REQUIRED WORK —
Each line of the records has to be copied exactly, though the pictures must be left out.

DATA SHOWN —
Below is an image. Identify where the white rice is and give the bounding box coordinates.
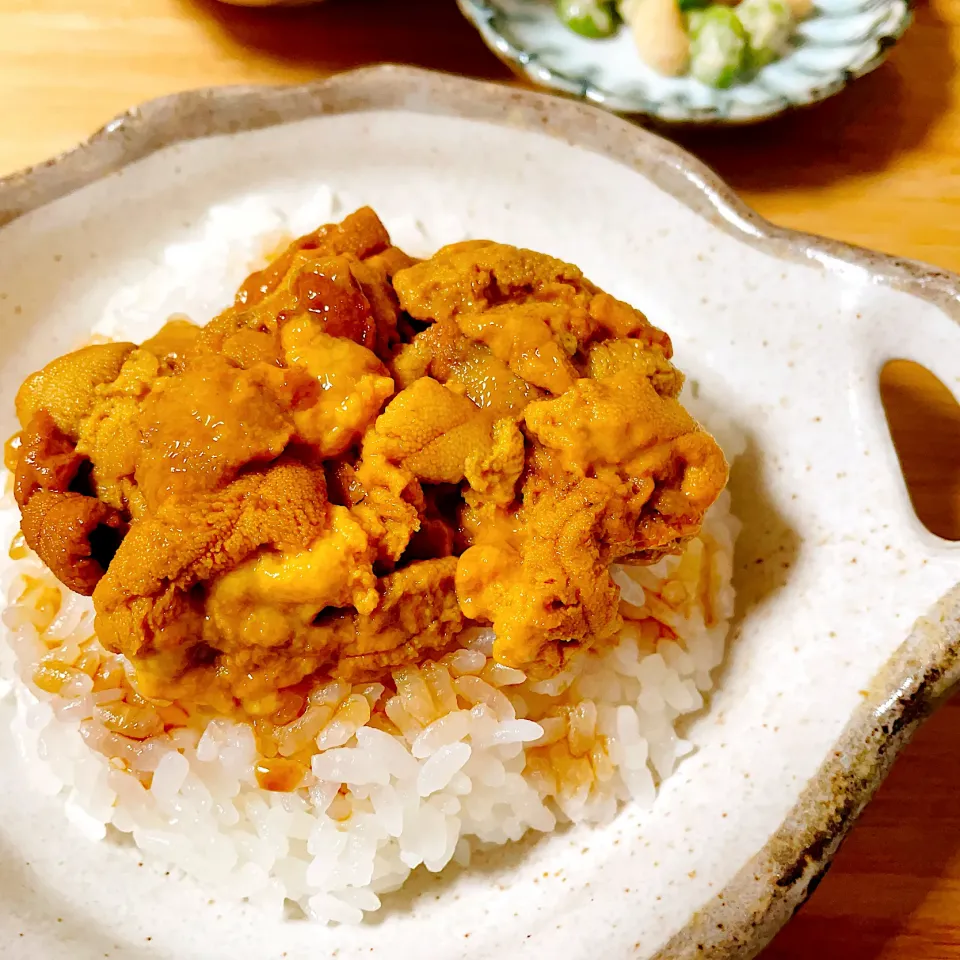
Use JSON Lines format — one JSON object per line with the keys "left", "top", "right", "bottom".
{"left": 0, "top": 188, "right": 745, "bottom": 922}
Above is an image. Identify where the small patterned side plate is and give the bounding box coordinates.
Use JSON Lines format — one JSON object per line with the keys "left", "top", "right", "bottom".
{"left": 457, "top": 0, "right": 911, "bottom": 123}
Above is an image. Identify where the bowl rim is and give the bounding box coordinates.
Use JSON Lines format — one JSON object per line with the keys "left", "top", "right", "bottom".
{"left": 455, "top": 0, "right": 914, "bottom": 125}
{"left": 1, "top": 64, "right": 958, "bottom": 959}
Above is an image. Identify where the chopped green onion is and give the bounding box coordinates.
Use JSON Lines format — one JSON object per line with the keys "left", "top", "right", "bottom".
{"left": 737, "top": 0, "right": 796, "bottom": 67}
{"left": 555, "top": 0, "right": 620, "bottom": 38}
{"left": 687, "top": 7, "right": 748, "bottom": 87}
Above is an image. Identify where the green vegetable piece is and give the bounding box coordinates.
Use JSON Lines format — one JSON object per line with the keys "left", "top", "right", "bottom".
{"left": 677, "top": 0, "right": 709, "bottom": 12}
{"left": 737, "top": 0, "right": 795, "bottom": 67}
{"left": 687, "top": 6, "right": 748, "bottom": 87}
{"left": 556, "top": 0, "right": 620, "bottom": 38}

TASK SOLUTION —
Below is an image. Identify where the white rice is and give the bounding box coordinates.
Use JSON Lines format — one JSON object per line with the keys "left", "top", "right", "bottom".
{"left": 0, "top": 188, "right": 745, "bottom": 922}
Above is an image. Identify where the small patterned side plate is and give the bounding box coordinates.
Use JSON Lines format — one JSON object per line with the keys "left", "top", "right", "bottom".
{"left": 457, "top": 0, "right": 911, "bottom": 123}
Above is an image. Identify where the bowl rim is and give the bounding box coordinates.
Use JSON Lines format — one JSON object per line with the keys "left", "top", "right", "bottom".
{"left": 455, "top": 0, "right": 914, "bottom": 125}
{"left": 1, "top": 64, "right": 958, "bottom": 959}
Above is an image. Identify where the chopped green onion is and give the bounding box coordinates.
Use JSON Lines format — one JSON object per line with the keys "left", "top", "right", "bottom".
{"left": 737, "top": 0, "right": 796, "bottom": 67}
{"left": 555, "top": 0, "right": 620, "bottom": 38}
{"left": 687, "top": 7, "right": 748, "bottom": 87}
Above is an image. Identify where the green vegetable piece is and give the bounding box coordinates.
Use JSON Lines format — one JSON object per line with the keys "left", "top", "right", "bottom".
{"left": 677, "top": 0, "right": 709, "bottom": 12}
{"left": 737, "top": 0, "right": 795, "bottom": 67}
{"left": 687, "top": 6, "right": 748, "bottom": 87}
{"left": 556, "top": 0, "right": 620, "bottom": 38}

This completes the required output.